§ **Problem details**:
Please copy the data from the start through the line containing "M 472 167 L", both included, and multiply every coordinate in the outline paths by 0.55, rounding to whole numbers with halves rounded up. Keep all other text on those lines unchanged.

§ **Material provided**:
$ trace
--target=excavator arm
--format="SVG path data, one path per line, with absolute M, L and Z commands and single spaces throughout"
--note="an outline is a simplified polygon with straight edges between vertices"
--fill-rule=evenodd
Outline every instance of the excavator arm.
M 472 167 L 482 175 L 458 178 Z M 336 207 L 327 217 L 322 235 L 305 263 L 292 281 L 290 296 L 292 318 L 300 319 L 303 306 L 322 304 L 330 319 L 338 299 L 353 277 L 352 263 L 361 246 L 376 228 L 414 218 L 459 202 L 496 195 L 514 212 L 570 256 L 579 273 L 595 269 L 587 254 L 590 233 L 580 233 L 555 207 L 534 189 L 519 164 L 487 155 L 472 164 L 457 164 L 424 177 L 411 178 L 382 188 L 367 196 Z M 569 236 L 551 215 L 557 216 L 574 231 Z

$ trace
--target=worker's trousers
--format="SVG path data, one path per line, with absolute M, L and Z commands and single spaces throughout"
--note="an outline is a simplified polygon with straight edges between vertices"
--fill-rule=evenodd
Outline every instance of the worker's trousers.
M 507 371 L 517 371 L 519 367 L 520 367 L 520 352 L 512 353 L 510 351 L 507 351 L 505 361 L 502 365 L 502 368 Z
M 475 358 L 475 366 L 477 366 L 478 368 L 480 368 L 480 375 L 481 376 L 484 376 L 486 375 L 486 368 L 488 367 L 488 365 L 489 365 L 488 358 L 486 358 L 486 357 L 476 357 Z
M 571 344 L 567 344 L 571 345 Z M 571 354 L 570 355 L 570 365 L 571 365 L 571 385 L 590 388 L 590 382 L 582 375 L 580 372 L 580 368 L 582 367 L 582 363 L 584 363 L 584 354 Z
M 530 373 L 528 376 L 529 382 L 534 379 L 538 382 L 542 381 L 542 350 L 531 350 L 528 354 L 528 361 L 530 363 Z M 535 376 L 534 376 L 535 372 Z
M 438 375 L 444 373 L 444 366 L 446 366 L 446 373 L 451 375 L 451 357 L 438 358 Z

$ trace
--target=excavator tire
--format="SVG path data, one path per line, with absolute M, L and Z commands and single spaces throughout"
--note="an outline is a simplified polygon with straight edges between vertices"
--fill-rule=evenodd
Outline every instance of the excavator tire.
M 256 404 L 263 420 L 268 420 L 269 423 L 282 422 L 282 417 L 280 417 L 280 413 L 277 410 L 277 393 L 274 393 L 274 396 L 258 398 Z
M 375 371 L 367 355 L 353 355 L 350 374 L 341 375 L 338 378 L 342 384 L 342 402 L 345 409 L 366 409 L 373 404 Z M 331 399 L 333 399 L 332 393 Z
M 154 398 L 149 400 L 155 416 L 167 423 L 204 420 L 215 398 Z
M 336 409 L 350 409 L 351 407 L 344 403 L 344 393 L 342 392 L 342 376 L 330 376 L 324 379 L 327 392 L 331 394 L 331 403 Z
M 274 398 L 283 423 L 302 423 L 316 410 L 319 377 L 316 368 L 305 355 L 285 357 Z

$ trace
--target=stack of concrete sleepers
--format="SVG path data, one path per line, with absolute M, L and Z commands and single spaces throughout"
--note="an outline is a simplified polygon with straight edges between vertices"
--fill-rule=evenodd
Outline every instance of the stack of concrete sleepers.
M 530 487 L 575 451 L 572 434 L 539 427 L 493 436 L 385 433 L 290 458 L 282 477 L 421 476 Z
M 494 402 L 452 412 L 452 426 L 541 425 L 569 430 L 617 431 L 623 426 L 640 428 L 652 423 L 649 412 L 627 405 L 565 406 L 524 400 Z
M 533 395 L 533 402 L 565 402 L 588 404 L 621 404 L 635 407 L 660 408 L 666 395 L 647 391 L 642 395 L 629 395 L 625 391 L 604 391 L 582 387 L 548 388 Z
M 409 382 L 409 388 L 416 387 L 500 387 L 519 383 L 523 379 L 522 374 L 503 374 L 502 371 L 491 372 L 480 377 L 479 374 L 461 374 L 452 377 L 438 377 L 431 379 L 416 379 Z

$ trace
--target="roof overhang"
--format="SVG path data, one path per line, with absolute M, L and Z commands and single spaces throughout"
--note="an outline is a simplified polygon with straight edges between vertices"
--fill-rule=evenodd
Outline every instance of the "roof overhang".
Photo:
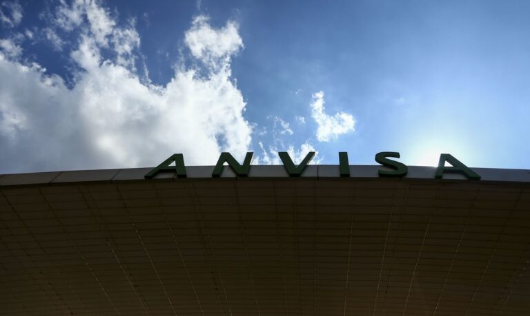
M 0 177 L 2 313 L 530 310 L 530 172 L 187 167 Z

§ **Finished task**:
$ trace
--target=excavator arm
--format="SVG path data, one path per line, with absolute M, L and Z commands and single spaces throughout"
--note="an outline is a simplified polygon with straight edges between vertices"
--fill-rule=evenodd
Outline every instance of the excavator arm.
M 260 92 L 265 96 L 252 98 Z M 185 114 L 180 119 L 177 129 L 168 145 L 161 155 L 160 163 L 161 175 L 165 175 L 167 168 L 177 167 L 182 175 L 186 164 L 194 152 L 194 145 L 199 135 L 207 125 L 228 120 L 252 111 L 273 107 L 283 117 L 314 141 L 318 150 L 327 148 L 323 140 L 325 128 L 319 128 L 305 114 L 294 104 L 285 90 L 268 85 L 260 90 L 251 90 L 233 97 L 226 98 L 210 103 L 202 108 Z M 313 130 L 303 118 L 306 119 L 316 127 Z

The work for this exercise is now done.